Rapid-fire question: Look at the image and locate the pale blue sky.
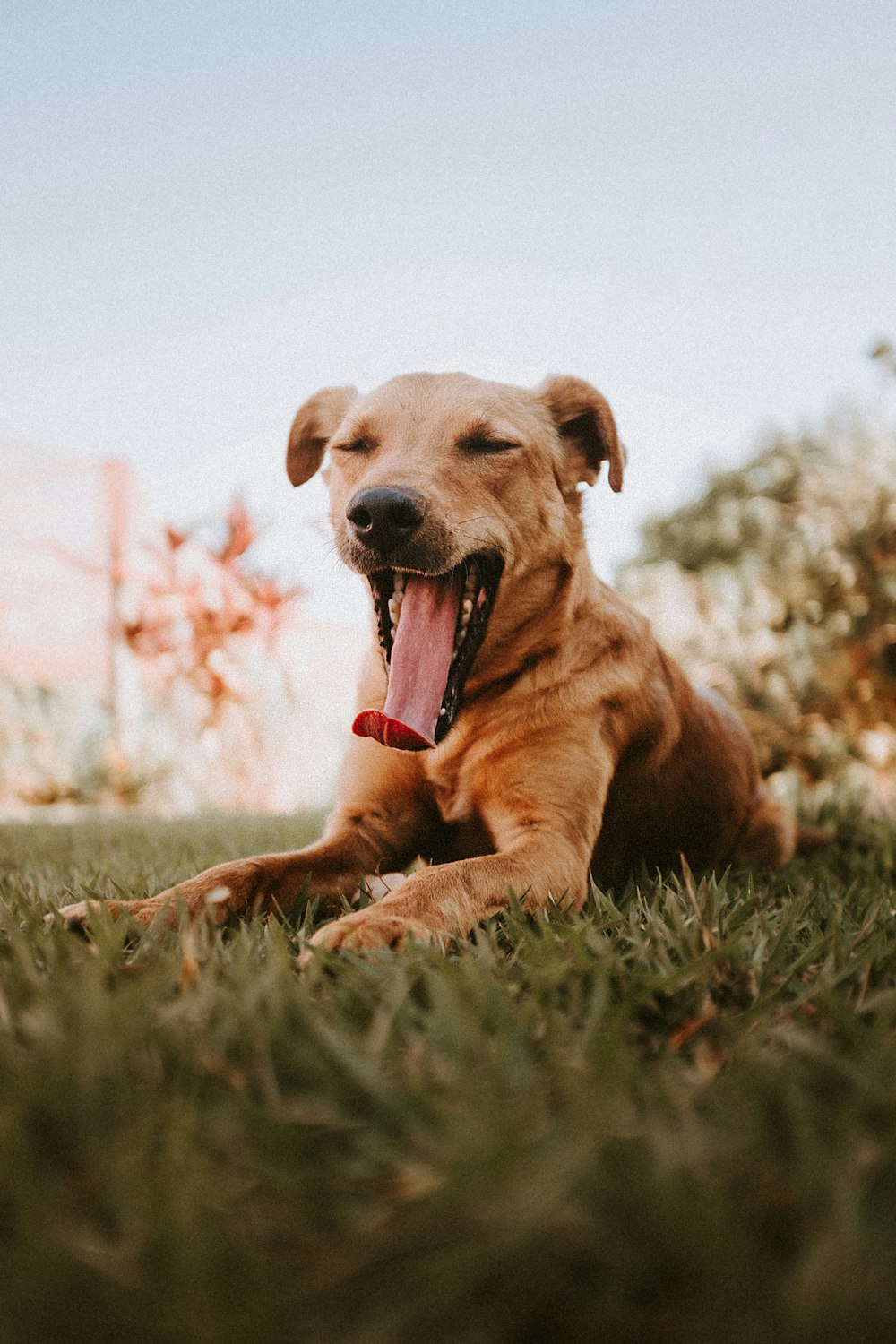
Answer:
[0,0,896,610]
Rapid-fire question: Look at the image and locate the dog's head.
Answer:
[286,374,625,750]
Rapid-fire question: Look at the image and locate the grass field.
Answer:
[0,819,896,1344]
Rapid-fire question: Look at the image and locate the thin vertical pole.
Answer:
[102,459,130,780]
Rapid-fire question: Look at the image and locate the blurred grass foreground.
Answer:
[0,801,896,1344]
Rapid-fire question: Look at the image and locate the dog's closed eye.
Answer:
[331,435,376,453]
[458,435,521,457]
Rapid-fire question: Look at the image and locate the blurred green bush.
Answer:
[618,413,896,812]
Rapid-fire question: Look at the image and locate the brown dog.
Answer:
[62,374,797,948]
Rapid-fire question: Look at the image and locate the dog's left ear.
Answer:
[286,387,358,486]
[536,376,626,494]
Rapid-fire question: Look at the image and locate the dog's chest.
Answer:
[426,753,476,825]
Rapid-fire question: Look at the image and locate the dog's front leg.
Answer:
[59,739,438,927]
[306,761,608,951]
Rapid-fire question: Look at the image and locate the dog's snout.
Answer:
[345,486,426,556]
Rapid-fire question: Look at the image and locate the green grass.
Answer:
[0,819,896,1344]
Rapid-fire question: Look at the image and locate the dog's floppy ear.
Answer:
[286,387,358,486]
[536,376,626,492]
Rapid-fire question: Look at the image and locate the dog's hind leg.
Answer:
[731,784,798,868]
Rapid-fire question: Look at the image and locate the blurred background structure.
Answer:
[0,452,360,814]
[0,0,896,811]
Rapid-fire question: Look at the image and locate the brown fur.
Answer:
[63,374,797,948]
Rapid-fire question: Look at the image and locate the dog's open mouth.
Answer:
[352,554,504,752]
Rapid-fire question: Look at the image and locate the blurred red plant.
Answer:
[119,499,304,726]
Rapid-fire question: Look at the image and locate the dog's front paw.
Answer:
[299,906,450,967]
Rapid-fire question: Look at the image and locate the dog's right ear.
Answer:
[536,376,626,492]
[286,387,358,486]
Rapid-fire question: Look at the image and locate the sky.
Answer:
[0,0,896,621]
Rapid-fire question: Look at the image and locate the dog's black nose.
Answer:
[345,486,426,556]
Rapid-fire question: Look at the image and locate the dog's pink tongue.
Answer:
[352,574,461,752]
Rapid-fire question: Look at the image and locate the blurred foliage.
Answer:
[0,817,896,1344]
[619,414,896,809]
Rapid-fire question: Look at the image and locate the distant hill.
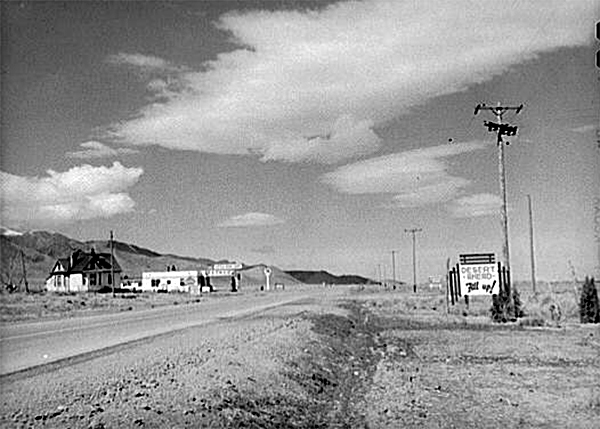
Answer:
[286,271,377,285]
[0,227,301,290]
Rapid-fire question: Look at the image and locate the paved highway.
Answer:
[0,290,330,375]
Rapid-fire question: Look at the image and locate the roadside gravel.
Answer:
[0,290,384,428]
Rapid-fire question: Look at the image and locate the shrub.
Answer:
[513,287,525,318]
[579,277,600,323]
[490,288,525,323]
[490,288,512,323]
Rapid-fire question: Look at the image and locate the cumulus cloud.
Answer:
[251,244,275,255]
[107,0,597,163]
[571,124,598,134]
[448,194,502,217]
[0,162,143,226]
[321,141,486,207]
[218,212,285,228]
[107,52,181,71]
[66,140,139,159]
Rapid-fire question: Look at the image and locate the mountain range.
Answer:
[0,227,374,290]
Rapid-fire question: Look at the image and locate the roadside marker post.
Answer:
[263,267,272,290]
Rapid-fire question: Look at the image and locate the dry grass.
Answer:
[357,284,600,428]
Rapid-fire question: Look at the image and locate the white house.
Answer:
[46,249,122,292]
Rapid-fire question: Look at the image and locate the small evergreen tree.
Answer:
[490,288,511,323]
[513,288,525,319]
[579,277,600,323]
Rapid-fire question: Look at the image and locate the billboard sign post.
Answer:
[458,253,500,296]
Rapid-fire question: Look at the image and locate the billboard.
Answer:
[458,255,500,295]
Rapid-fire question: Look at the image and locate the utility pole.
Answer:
[404,228,423,293]
[21,250,29,293]
[474,103,523,303]
[110,229,115,298]
[392,250,396,289]
[527,194,536,295]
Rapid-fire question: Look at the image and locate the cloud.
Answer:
[251,244,275,255]
[66,141,139,159]
[321,141,486,207]
[218,212,285,228]
[107,52,181,72]
[448,194,502,217]
[0,162,143,226]
[107,0,597,163]
[571,124,598,134]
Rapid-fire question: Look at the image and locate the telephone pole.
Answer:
[474,103,523,302]
[392,250,396,289]
[21,250,29,293]
[404,228,423,293]
[110,229,115,298]
[527,194,536,295]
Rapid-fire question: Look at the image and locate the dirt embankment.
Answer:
[0,296,380,428]
[0,293,600,428]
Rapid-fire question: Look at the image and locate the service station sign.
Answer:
[459,255,500,295]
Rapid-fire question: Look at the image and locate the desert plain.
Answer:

- _WRITTEN REQUEST_: Reproduce, without any change, the portion of the rows that begins with the line containing "Rapid-fire question: Look at the image and locate the shrub." and continues through the final row, both ends included.

- _EXERCISE SOLUTION_:
Rapid-fire question: Look at the image and locate the shrub.
Answer:
[513,287,525,318]
[579,277,600,323]
[490,288,525,323]
[490,288,512,323]
Rapid-fire question: Look at the image and locate the cumulus cloud.
Answer:
[251,244,275,255]
[107,0,597,163]
[571,124,598,134]
[448,194,502,217]
[0,162,143,226]
[321,141,486,207]
[218,212,285,228]
[107,52,181,71]
[66,140,139,159]
Rapid-fire question: Look at the image and locate the mountain range.
Answer:
[0,227,374,290]
Rapid-fire question: Look at the image and locate the roadside marker post.
Answer:
[263,267,272,290]
Rapid-fire question: Look at the image and locate the dry grass.
Answer:
[357,284,600,428]
Rapid-fire question: Look at the image and locate the white house.
Answer:
[46,249,122,292]
Rapid-fire question: Look at the image and locate the small evergreen tree.
Answer:
[490,288,511,323]
[513,288,525,319]
[579,277,600,323]
Rapid-fire question: Look at the image and locate the billboard sign post.
Answer:
[458,253,500,296]
Rapid-fire question: Look at the image and locate the billboard.
Answer:
[458,255,500,295]
Rapid-fire question: Look at the image and locate the utility pole.
Answer:
[404,228,423,293]
[21,250,29,293]
[474,103,523,303]
[110,229,115,298]
[392,250,396,289]
[527,194,536,295]
Rapid-fire question: Look at the image and locate the cloud.
Answer:
[251,244,275,255]
[66,141,139,159]
[321,141,486,207]
[218,212,285,228]
[107,52,181,72]
[448,194,502,217]
[0,162,143,226]
[107,0,597,163]
[571,124,598,134]
Rapid-fire question: Look at the image and locate the telephone pole.
Answer:
[474,103,523,302]
[392,250,396,289]
[21,250,29,293]
[404,228,423,293]
[110,229,115,298]
[527,194,536,295]
Rapid-fire question: Look at the image and locate the dirt embankment.
Answer:
[0,296,380,428]
[0,293,600,428]
Rapid-fire question: Look at the image and locate the service station sign.
Answer:
[459,255,500,295]
Rapid-fire question: Look at the image and locate the desert plain.
Answer:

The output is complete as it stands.